Reproduce only the lines from the one containing "Could you please indicate the man with" through the end of the material, requests included, and shift every x and y coordinate in the answers up by 147.

-- START --

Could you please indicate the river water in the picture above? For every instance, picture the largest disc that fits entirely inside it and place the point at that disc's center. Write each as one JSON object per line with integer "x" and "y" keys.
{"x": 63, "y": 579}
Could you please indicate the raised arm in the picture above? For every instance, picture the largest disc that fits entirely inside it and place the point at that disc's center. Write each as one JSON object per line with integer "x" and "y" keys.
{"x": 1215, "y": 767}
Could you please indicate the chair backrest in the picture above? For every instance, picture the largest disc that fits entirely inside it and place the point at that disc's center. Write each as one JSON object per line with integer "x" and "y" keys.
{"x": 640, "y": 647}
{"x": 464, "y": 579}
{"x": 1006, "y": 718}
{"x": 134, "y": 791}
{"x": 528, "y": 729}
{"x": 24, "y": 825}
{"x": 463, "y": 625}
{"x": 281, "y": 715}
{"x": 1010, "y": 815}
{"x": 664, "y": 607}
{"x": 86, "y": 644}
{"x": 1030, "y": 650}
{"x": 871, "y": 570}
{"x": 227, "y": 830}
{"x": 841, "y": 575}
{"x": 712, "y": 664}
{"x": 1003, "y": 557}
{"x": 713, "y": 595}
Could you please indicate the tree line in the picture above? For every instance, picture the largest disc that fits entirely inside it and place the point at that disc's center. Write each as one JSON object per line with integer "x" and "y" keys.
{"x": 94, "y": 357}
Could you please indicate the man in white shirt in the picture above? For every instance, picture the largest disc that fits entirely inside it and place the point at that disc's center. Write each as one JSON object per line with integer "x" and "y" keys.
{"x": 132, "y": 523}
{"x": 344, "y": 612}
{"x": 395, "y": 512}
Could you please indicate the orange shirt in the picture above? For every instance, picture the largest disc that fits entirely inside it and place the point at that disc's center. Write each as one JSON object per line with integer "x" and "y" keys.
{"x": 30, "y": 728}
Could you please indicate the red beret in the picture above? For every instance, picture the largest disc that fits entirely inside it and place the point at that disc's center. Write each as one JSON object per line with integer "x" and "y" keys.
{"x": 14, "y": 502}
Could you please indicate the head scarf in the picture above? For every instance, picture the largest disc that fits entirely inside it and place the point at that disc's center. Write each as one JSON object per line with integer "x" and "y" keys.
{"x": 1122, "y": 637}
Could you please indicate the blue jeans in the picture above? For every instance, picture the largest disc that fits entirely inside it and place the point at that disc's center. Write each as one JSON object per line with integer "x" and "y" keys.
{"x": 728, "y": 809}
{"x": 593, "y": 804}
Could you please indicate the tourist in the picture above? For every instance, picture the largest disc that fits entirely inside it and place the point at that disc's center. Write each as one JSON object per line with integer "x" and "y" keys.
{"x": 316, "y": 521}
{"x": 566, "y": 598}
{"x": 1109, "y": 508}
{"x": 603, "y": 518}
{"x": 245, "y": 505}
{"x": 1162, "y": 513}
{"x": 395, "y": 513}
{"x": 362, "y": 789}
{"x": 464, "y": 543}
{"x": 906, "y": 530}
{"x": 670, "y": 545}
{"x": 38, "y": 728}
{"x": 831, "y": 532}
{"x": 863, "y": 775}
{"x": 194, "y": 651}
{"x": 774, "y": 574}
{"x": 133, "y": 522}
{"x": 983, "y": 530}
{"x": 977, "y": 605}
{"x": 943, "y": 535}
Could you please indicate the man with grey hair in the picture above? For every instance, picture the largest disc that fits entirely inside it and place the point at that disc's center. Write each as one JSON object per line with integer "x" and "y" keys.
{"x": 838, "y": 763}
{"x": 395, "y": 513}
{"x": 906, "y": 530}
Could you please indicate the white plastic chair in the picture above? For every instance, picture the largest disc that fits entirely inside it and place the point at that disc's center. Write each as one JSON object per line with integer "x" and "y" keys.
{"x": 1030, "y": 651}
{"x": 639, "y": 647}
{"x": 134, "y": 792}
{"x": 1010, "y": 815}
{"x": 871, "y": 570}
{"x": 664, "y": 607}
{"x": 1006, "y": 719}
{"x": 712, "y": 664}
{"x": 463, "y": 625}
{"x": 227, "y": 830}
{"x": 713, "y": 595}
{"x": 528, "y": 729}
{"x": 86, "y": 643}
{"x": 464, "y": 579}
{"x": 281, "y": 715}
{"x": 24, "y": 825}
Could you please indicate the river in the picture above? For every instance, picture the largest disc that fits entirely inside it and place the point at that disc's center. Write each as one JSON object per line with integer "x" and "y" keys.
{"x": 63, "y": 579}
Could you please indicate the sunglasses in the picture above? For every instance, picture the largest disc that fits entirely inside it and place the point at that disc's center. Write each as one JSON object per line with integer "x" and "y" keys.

-- END --

[Answer]:
Could you please indicate the man with grey hair in the picture above? For every instance, picture the largest disc that fits entirely inside it and place the point at that disc's center. Write each as one JSON object per line with integer "x" and "y" keys.
{"x": 985, "y": 910}
{"x": 542, "y": 660}
{"x": 1053, "y": 677}
Could you please indicate the white plastic chair in the picture above? For every instance, picture the largest disc that fits entirely inside it and place the point at that disc's center. Write each as one JSON object per line with integer "x" and "y" keys.
{"x": 1177, "y": 798}
{"x": 786, "y": 794}
{"x": 281, "y": 939}
{"x": 1157, "y": 962}
{"x": 1018, "y": 717}
{"x": 811, "y": 754}
{"x": 1153, "y": 866}
{"x": 859, "y": 811}
{"x": 610, "y": 772}
{"x": 374, "y": 977}
{"x": 860, "y": 742}
{"x": 675, "y": 876}
{"x": 233, "y": 790}
{"x": 611, "y": 726}
{"x": 428, "y": 862}
{"x": 171, "y": 972}
Could you please indicate the river in the picture above? For every instance, picture the largest disc that fits entirely inside it and place the point at that disc's center. Write each as one JSON object per line with integer "x" and "y" keys.
{"x": 210, "y": 726}
Could you please indicate the sunglasses in the picture above? For every instance, picture the largest disc that fits entirely inside it and place the point at that disc's center. Write each as one JSON object per line with integer "x" and "y" keys.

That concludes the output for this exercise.